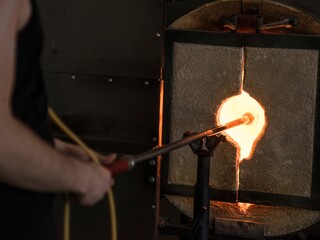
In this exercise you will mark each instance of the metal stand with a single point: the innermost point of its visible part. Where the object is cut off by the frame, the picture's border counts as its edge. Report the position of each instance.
(203, 148)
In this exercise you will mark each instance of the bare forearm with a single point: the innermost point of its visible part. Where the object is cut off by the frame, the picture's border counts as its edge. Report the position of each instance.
(28, 162)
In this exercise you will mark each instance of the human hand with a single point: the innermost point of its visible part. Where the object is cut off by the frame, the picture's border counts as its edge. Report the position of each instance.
(98, 182)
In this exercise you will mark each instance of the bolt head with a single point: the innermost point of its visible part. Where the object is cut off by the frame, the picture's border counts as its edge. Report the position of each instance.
(152, 162)
(152, 179)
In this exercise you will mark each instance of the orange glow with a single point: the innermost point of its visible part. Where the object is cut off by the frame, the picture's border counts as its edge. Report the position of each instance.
(244, 137)
(243, 207)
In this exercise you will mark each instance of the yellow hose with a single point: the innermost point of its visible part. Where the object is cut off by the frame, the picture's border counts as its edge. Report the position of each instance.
(94, 157)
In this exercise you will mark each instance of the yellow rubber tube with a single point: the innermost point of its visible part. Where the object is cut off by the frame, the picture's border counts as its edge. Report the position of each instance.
(93, 156)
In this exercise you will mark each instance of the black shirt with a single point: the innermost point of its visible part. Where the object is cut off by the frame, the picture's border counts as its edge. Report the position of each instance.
(26, 214)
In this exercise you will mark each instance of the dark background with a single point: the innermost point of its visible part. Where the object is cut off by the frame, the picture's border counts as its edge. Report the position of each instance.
(101, 63)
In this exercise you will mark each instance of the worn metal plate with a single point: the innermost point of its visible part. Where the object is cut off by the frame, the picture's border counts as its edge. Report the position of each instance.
(238, 228)
(284, 81)
(202, 76)
(103, 37)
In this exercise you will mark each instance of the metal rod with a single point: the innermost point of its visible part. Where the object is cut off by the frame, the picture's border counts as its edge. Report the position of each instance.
(246, 119)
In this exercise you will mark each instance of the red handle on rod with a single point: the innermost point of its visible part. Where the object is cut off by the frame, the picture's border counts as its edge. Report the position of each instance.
(119, 166)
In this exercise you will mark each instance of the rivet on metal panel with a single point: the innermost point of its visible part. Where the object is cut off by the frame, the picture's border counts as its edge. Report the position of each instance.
(152, 162)
(151, 179)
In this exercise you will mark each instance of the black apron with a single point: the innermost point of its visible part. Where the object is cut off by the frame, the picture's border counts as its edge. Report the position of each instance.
(26, 214)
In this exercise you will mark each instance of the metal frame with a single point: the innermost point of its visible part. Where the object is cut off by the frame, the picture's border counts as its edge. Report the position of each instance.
(243, 40)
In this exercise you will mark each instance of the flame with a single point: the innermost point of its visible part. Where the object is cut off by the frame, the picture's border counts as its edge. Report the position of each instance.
(244, 137)
(243, 207)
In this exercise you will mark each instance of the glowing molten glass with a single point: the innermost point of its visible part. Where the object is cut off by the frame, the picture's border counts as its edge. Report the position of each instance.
(244, 137)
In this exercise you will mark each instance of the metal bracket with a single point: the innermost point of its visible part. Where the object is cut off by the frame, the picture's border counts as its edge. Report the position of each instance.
(250, 6)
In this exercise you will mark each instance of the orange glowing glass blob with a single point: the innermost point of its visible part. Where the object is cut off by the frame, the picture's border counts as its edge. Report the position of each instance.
(245, 137)
(243, 207)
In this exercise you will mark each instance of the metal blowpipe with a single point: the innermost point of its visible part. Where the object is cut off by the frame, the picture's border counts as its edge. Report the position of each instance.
(128, 162)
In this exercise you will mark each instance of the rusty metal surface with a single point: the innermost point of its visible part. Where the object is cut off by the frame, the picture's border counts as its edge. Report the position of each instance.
(238, 228)
(284, 81)
(277, 220)
(202, 77)
(207, 17)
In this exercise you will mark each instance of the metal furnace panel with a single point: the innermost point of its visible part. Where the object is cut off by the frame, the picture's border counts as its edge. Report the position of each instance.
(111, 115)
(103, 37)
(202, 76)
(284, 81)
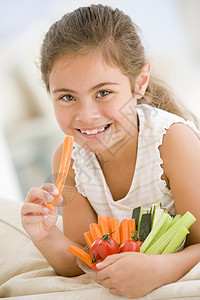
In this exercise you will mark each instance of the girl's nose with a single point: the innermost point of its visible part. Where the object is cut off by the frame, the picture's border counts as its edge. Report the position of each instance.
(87, 112)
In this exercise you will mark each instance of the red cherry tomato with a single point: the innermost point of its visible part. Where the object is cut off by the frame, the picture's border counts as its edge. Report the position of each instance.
(107, 246)
(129, 245)
(94, 268)
(94, 251)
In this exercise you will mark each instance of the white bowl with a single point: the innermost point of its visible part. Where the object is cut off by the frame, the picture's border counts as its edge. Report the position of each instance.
(83, 266)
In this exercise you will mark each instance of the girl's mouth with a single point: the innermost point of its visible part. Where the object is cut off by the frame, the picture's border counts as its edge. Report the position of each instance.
(94, 132)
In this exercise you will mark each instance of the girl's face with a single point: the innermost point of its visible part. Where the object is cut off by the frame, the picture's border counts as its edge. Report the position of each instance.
(93, 102)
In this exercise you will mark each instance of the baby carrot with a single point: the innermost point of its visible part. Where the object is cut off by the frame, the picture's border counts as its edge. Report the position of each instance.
(115, 230)
(124, 231)
(103, 224)
(80, 254)
(95, 231)
(88, 238)
(63, 170)
(109, 224)
(131, 225)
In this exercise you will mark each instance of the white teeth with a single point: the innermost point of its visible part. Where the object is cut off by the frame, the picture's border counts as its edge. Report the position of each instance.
(94, 131)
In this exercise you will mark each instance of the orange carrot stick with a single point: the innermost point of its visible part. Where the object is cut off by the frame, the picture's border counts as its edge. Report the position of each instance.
(88, 238)
(131, 225)
(124, 230)
(115, 230)
(63, 170)
(80, 254)
(109, 224)
(103, 224)
(95, 231)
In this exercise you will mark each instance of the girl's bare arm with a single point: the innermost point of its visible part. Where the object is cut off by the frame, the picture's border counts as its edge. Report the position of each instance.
(77, 215)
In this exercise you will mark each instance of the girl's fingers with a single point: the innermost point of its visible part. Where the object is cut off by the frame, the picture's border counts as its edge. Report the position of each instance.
(51, 188)
(39, 194)
(32, 208)
(35, 219)
(109, 260)
(60, 200)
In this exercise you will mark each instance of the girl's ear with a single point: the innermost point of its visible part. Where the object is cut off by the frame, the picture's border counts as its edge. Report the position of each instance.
(142, 81)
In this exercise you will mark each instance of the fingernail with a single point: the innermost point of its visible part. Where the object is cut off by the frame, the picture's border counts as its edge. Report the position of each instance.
(99, 265)
(55, 191)
(50, 197)
(46, 209)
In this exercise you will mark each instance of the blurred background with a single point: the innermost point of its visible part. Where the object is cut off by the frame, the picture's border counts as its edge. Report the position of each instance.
(28, 130)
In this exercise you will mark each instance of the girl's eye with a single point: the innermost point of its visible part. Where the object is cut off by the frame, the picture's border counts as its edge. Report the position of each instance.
(67, 98)
(102, 94)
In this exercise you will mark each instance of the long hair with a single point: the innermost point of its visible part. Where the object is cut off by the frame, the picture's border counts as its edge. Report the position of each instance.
(99, 27)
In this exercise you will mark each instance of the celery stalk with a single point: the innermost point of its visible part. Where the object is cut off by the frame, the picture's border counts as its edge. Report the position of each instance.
(177, 240)
(157, 248)
(149, 239)
(175, 219)
(163, 229)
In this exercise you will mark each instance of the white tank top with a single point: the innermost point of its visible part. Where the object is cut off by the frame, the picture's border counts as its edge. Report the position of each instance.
(147, 186)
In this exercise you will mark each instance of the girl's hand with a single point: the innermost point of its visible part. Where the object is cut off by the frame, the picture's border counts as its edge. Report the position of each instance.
(131, 274)
(37, 219)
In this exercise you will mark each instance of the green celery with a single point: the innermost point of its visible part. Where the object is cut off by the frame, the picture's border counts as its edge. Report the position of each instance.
(176, 217)
(157, 248)
(148, 241)
(164, 228)
(177, 240)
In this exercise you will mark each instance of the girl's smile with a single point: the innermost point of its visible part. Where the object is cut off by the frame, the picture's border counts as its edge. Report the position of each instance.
(88, 95)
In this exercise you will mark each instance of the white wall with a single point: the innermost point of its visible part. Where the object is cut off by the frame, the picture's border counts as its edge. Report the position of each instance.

= Directive =
Please update everything from the line containing "the white tank" down to the end of the listing, replacing "green celery" with "celery stalk" and keeping all else unchanged. Give back only those lines.

= Task solution =
In this exercise you will mark each instance of the white tank top with a single point: the innermost point of its visible part. Where the object is cut off by the frame, the picture's border counts as its edge. Report the position of each instance.
(147, 186)
In this exercise you will mark each instance of the girl's hand with a single point: the innermost point of its visible part. Where the object is cut off by the frame, the picture's border counts as its edge. Report the position of each instance.
(131, 274)
(37, 219)
In this exercise you will mark each instance of the celery stalk with a single point: the innermost point of its visible part. Where the object is cut off by the frame, the picture's border counts as its edge. Report the position of each instance.
(176, 217)
(157, 248)
(148, 241)
(164, 228)
(177, 240)
In this exercise you will mark each instance of the girl's smile with a single point: the innermost point of its visible part. Where the object is cut off by the frame, the picture's border counts as its edge. Report the position of each instance.
(88, 95)
In this exercise you will mark each instance of the white wall with a single point: the innermost point of its visible part. Where the object is cut off by the frame, the picture's border counts as its edge. Report the position of each instance.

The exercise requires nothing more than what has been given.